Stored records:
- Opening Delimiter -

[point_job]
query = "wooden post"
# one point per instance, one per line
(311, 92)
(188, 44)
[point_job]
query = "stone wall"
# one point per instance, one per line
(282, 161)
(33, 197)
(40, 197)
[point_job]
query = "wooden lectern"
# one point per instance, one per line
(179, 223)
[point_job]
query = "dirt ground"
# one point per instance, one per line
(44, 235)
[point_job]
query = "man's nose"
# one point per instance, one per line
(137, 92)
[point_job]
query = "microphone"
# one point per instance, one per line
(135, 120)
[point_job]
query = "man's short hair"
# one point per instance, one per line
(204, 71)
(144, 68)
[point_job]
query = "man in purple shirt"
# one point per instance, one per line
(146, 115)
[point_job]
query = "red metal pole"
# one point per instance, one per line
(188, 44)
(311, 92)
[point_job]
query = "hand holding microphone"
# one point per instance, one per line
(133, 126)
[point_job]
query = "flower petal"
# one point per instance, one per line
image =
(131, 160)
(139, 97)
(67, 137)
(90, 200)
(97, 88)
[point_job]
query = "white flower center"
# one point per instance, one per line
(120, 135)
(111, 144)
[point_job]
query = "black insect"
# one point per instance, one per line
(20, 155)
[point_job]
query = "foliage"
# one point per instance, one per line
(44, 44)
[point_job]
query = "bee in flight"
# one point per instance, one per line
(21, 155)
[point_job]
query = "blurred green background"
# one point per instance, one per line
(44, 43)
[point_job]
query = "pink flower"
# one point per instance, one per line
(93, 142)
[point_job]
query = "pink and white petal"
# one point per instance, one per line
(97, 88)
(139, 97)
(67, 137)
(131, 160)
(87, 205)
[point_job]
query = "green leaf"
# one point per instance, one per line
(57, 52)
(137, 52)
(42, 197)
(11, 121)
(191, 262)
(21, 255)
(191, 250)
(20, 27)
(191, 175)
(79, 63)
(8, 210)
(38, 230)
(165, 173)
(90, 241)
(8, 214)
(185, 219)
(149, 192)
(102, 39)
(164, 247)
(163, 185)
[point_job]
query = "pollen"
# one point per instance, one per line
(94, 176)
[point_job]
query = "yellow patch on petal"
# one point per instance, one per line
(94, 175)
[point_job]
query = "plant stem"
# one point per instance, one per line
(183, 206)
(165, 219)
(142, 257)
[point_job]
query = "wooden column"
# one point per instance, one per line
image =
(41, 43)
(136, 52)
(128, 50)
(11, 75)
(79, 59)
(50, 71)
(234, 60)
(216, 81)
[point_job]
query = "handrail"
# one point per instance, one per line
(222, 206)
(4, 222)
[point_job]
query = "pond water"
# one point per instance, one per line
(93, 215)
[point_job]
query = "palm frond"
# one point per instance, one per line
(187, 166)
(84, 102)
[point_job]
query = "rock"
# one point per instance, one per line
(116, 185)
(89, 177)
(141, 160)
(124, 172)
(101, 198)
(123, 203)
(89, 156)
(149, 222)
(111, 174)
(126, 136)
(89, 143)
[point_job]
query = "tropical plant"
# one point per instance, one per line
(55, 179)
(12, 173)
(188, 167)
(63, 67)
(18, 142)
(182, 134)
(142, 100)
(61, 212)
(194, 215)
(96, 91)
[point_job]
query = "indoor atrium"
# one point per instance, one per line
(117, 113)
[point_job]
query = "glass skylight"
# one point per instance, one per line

- Closing Delimiter -

_Exercise brief_
Copy each line of the data above that holds "green".

_Result of this task_
query = "blurred green background"
query = "green leaf"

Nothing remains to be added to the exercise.